▶ **TASK DESCRIPTION**
An exact reprint of the data below is required, line for line.

▶ **DATA UNDER STUDY**

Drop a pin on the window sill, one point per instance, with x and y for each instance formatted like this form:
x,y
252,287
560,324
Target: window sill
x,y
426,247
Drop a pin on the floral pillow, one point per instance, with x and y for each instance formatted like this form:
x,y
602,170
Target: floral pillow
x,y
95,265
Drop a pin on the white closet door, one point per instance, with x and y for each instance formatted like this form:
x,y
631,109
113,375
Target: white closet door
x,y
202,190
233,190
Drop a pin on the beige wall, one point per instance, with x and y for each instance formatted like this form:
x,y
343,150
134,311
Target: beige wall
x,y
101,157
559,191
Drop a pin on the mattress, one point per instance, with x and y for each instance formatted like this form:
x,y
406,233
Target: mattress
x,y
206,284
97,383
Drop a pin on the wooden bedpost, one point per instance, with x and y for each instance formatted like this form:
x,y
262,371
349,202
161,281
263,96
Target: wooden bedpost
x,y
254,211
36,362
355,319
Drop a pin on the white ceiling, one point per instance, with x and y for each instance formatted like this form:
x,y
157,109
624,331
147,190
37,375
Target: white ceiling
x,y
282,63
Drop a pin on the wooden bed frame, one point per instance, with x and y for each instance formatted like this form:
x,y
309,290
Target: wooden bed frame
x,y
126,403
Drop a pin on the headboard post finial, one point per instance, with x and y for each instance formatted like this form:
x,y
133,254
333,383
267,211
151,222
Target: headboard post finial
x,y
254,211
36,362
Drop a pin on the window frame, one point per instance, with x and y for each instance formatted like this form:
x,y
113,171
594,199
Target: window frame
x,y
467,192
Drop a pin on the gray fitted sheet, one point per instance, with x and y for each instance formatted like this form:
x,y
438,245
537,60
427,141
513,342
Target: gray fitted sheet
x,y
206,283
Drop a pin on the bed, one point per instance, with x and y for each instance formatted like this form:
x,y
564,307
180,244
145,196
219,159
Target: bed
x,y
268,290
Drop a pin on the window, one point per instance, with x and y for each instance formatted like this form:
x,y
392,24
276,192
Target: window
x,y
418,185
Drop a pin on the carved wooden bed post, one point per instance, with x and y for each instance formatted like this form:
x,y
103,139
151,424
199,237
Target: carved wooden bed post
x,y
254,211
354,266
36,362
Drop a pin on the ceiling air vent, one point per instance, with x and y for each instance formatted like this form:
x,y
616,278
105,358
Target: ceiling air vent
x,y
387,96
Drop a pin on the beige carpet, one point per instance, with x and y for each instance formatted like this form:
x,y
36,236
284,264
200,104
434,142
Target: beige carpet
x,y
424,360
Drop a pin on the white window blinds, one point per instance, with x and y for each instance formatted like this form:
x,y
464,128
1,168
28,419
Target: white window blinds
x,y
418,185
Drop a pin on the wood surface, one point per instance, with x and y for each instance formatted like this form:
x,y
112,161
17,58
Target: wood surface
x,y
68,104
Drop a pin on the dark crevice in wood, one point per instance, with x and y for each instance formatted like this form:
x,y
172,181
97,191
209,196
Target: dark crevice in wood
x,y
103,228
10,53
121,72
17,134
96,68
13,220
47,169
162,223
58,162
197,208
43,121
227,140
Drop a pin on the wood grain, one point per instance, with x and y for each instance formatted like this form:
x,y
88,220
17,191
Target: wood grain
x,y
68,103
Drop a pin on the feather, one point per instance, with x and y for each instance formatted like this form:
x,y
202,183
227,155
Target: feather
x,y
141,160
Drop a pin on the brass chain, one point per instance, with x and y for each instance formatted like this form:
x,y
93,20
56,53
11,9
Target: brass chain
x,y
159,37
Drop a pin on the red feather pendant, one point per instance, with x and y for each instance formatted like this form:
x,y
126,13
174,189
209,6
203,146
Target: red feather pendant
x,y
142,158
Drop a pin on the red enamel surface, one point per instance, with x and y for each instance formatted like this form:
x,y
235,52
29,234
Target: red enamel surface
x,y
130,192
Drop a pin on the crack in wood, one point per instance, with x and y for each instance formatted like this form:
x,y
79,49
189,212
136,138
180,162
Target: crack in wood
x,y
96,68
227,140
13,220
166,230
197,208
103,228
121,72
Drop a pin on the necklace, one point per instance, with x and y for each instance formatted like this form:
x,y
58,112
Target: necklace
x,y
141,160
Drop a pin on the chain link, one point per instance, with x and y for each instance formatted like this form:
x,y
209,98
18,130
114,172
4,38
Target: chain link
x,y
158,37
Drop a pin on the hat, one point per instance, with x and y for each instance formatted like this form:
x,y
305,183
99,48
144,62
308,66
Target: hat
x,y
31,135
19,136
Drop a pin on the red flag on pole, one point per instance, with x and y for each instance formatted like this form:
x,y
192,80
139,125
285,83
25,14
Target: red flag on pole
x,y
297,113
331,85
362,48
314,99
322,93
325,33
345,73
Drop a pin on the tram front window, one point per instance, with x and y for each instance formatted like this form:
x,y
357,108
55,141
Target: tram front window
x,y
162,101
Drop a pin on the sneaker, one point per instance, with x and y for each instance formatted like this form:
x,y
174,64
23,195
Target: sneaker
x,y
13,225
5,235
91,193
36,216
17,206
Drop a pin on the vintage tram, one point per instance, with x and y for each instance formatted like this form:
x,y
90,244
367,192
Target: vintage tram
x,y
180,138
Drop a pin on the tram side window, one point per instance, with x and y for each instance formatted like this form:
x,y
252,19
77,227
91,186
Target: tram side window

▶ **RESPONSE TO THE EXERCISE**
Drop a pin on the window sill, one point per instance, with x and y for each instance formatted like this form:
x,y
252,287
560,324
Target: window sill
x,y
426,247
Drop a pin on the floral pillow, one point per instance, with x and y for each instance formatted like this form:
x,y
602,170
Target: floral pillow
x,y
95,265
Drop a pin on the white closet door, one point per instance, with x and y for each instance formatted like this form:
x,y
631,109
113,375
Target: white closet door
x,y
202,190
233,190
Drop a pin on the beige wall, one point per instance, with x and y for each instance formatted like this form:
x,y
343,150
134,311
Target: beige wall
x,y
101,157
559,191
Drop a pin on the mattress, one point per instance, with x and y for each instance formatted like this form:
x,y
406,233
Target: mattress
x,y
206,284
97,383
Drop a pin on the wooden bedpost, one point per instance, with x and y for each instance formatted like this form:
x,y
262,371
349,202
161,281
263,96
Target: wooden bedpost
x,y
254,211
36,362
355,319
Drop a pin on the white ceiling, one point per instance, with x and y for each instance formatted like this form:
x,y
157,109
624,331
147,190
37,375
Target: white ceiling
x,y
282,63
Drop a pin on the wooden bed frame, one point per instance, with x and y for each instance formatted like this form:
x,y
309,290
Target: wooden bed frame
x,y
126,403
Drop a pin on the headboard post finial, one point per instance, with x and y for each instance formatted like this form:
x,y
133,254
333,383
267,211
151,222
Target: headboard post finial
x,y
254,211
36,362
Drop a pin on the window frame, one point per instance, with x and y for each instance formatted like this form:
x,y
113,171
594,199
Target: window frame
x,y
467,192
Drop a pin on the gray fitted sheet, one point per instance, with x and y for each instance formatted like this form:
x,y
438,245
537,60
427,141
513,342
Target: gray fitted sheet
x,y
206,283
Drop a pin on the bed, one point per instance, with x and y for each instance formatted like this form:
x,y
564,307
180,244
145,196
219,159
Target: bed
x,y
268,290
Drop a pin on the window, one point per instance, with x and y for each instance formatted like this form:
x,y
392,24
276,192
Target: window
x,y
418,185
Drop a pin on the carved wooden bed post, one point per instance, with x and y for each instance formatted like this form:
x,y
103,139
151,424
199,237
Target: carved wooden bed post
x,y
254,211
354,266
36,362
Drop a pin on the ceiling air vent, one point per instance, with x and y for each instance formatted like this form:
x,y
616,278
105,358
Target: ceiling air vent
x,y
387,96
Drop a pin on the beige carpet, one point per instance, with x and y for each instance formatted like this form:
x,y
36,236
284,264
200,104
434,142
Target: beige carpet
x,y
424,360
Drop a pin on the white window blinds, one point per instance, with x and y for each instance formatted like this form:
x,y
464,128
1,168
28,419
Target: white window blinds
x,y
418,185
Drop a pin on the wood surface, one point per instance, with x and y for each instance formatted like this form:
x,y
112,161
17,58
Target: wood surface
x,y
68,104
Drop a pin on the dark crevice in wood, one point per instance, with x and y for each instance formatted like this form:
x,y
172,181
97,191
209,196
Target: dark crevice in wood
x,y
103,228
10,53
121,72
17,134
96,68
13,220
47,169
162,223
58,162
197,208
43,121
227,140
Drop a pin on the wood grain, one point per instance, with x and y for each instance formatted like this form:
x,y
88,220
17,191
Target: wood grain
x,y
68,103
Drop a pin on the feather, one point per instance, with x and y for each instance formatted like this form:
x,y
202,183
227,155
Target: feather
x,y
141,160
Drop a pin on the brass chain, one point per instance, with x and y for each instance formatted like this form:
x,y
93,20
56,53
11,9
Target: brass chain
x,y
159,37
Drop a pin on the red feather pendant, one point per instance, with x and y for each instance formatted like this form:
x,y
126,13
174,189
209,6
203,146
Target: red feather pendant
x,y
142,158
Drop a pin on the red enamel surface, one point per instance, with x and y for each instance formatted like this form:
x,y
235,52
29,234
Target: red enamel surface
x,y
130,192
Drop a pin on the crack in wood, one point per instance, with x and y for each instance formatted like this form:
x,y
79,49
189,212
136,138
180,162
Target: crack in wood
x,y
96,68
227,140
13,220
166,230
197,208
103,228
121,72
Drop a pin on the necklace, one point per instance, with x and y for each instance formatted like this form:
x,y
58,112
Target: necklace
x,y
141,160
Drop a pin on the chain link, one point per instance, with x and y for each instance formatted like this form:
x,y
209,98
18,130
114,172
4,38
Target: chain link
x,y
158,37
Drop a pin on the hat, one point per instance, with x and y for each instance formatted like this form:
x,y
305,183
99,48
144,62
308,66
Target: hat
x,y
31,135
19,136
Drop a pin on the red flag on pole, one point per instance, with x and y for each instance formatted like this form:
x,y
192,80
139,125
285,83
25,14
Target: red flag on pole
x,y
297,113
331,85
362,48
314,99
322,93
325,33
345,73
Drop a pin on the tram front window, one point per instance, with x and y for each instance formatted like this form:
x,y
357,108
55,141
Target: tram front window
x,y
162,101
Drop a pin on the sneaker, one point per instance, with x and y for each instance formatted like this form:
x,y
174,64
23,195
Target: sneaker
x,y
13,225
5,235
91,193
36,216
17,206
Drop a pin on the vintage tram, one point per instance, with x and y for each instance formatted like this form:
x,y
90,244
367,192
Target: vintage tram
x,y
180,138
Drop a pin on the tram side window, one point per instance, with x and y for each instance formatted like this form:
x,y
252,19
77,227
91,186
Target: tram side window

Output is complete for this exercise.